(TEXT FOR ANALYSIS)

Monday March 19, 2012
Cooking class books
EDOUARD Cointreau, organiser of one of the biggest cookbook fairs in the world, offers up a blunt assessment as to why cheap, quick recipes and comfort foods continue to be the most sought-after cookery books around the world: because the baby boomer generation never taught their kids how to cook.
Instead of learning the secret to making a juicy roast turkey from their mum or how to correctly cook pasta al dente, younger generations are being taught kitchen basics and culinary tricks from cookbooks and food TV, said Cointreau, president of the recent Paris Cookbook Fair.
Globally, cookbooks for the home chef that offer budget-friendly, quick and easy recipes make up half of all cookbook sales, Cointreau said.
Younger generations have become more gourmand than their parents largely due to the proliferation of food TV, an entertainment trend that spans everywhere from Kenya to Uzbekistan, he said.
Young adults are turning to books to learn how to cook.
But the after-effects of the financial crisis from years ago, and the current economic uncertainty have also left an indelible mark on consumers, keeping people out of restaurants and motivating more and more people to cook at home.
And this trend hasn’t gone unnoticed by even the world’s top gastro-chefs.
Recently, a raft of haute cuisine Michelin-starred chefs have come out with cookbooks written for the humble home cook with families to feed, and little time on their hands.
That list includes master chefs like Heston Blumenthal, Ferran Adrià, Jean-Georges Vongerichten, and food TV favourite Mario Batali, all of whom released cookery books designed for the harried mom or dad with a gourmand palate.

(End TEXT FOR ANALYSIS)
(MATERIAL SHOWN)

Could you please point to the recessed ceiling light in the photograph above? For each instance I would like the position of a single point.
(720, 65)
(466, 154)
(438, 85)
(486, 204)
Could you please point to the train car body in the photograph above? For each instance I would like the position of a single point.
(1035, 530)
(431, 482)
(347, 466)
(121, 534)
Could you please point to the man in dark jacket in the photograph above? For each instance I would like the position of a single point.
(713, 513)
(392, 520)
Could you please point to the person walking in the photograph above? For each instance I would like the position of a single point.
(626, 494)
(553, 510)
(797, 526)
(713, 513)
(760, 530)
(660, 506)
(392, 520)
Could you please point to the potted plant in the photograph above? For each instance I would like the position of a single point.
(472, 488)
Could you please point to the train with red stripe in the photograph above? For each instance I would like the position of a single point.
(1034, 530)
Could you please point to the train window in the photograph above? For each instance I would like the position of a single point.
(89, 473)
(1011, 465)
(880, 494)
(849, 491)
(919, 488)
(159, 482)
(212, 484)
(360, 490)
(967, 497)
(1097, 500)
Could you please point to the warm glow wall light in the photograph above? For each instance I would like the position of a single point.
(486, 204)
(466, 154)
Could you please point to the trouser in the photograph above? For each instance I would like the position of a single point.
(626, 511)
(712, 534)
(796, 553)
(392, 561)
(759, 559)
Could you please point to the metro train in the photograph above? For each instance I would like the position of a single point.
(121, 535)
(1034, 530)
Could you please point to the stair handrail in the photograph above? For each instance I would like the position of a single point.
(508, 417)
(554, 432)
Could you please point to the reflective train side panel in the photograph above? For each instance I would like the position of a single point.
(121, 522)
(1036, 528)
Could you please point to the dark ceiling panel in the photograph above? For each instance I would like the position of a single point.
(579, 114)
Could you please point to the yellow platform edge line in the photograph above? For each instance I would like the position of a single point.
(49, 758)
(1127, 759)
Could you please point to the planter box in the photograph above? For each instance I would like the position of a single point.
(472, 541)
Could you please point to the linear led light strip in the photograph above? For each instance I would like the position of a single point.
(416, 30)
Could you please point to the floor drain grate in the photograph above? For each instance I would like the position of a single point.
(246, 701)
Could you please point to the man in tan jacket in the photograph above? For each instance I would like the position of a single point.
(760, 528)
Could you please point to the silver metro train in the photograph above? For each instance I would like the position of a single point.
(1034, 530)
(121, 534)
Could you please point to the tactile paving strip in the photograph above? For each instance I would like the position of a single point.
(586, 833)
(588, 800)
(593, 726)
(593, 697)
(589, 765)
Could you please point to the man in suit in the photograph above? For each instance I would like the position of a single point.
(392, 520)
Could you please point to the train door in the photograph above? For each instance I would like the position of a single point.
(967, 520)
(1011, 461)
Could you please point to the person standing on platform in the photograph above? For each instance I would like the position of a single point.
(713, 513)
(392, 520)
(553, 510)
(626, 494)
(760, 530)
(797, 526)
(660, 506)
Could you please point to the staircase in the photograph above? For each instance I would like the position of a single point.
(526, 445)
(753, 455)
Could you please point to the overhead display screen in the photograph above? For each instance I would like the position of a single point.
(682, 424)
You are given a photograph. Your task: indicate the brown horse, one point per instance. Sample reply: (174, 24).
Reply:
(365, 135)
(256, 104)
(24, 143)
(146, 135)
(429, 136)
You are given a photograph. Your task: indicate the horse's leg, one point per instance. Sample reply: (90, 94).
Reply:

(End MATERIAL SHOWN)

• _TO DO_: What would come next in the article on cookbook trends above the rows? Continue it from its last sentence.

• _RESULT OF THE TASK_:
Here are some other emerging cookbook trends:
Vegetarian books: Though it may have started out as a fringe market, consumers are demanding more meatless cookbooks as “part-time vegetarianism” continues to rise. As processed and red meats continue to get a bad rap for increasing the risk of cardiovascular diseases and colon cancer, more and more people are also jumping on the “Meatless Mondays” trend which preaches going vegetarian one day a week.
Raging carnivores: At the same time, the other extreme is also true. Charcuterie, offal and nose-to-tail books continue to be popular as well, with serious carnivores attempting to dry age beef or cure their own ham at home.
Location, location, location: Worldly globetrotters are also driving demand for more local, regional cookbooks, Cointreau said. Instead of trying to cram the entire cuisine of France into one book, for example, publishers are coming out with books that take a more micro look at regional cuisine of Brittany, for example.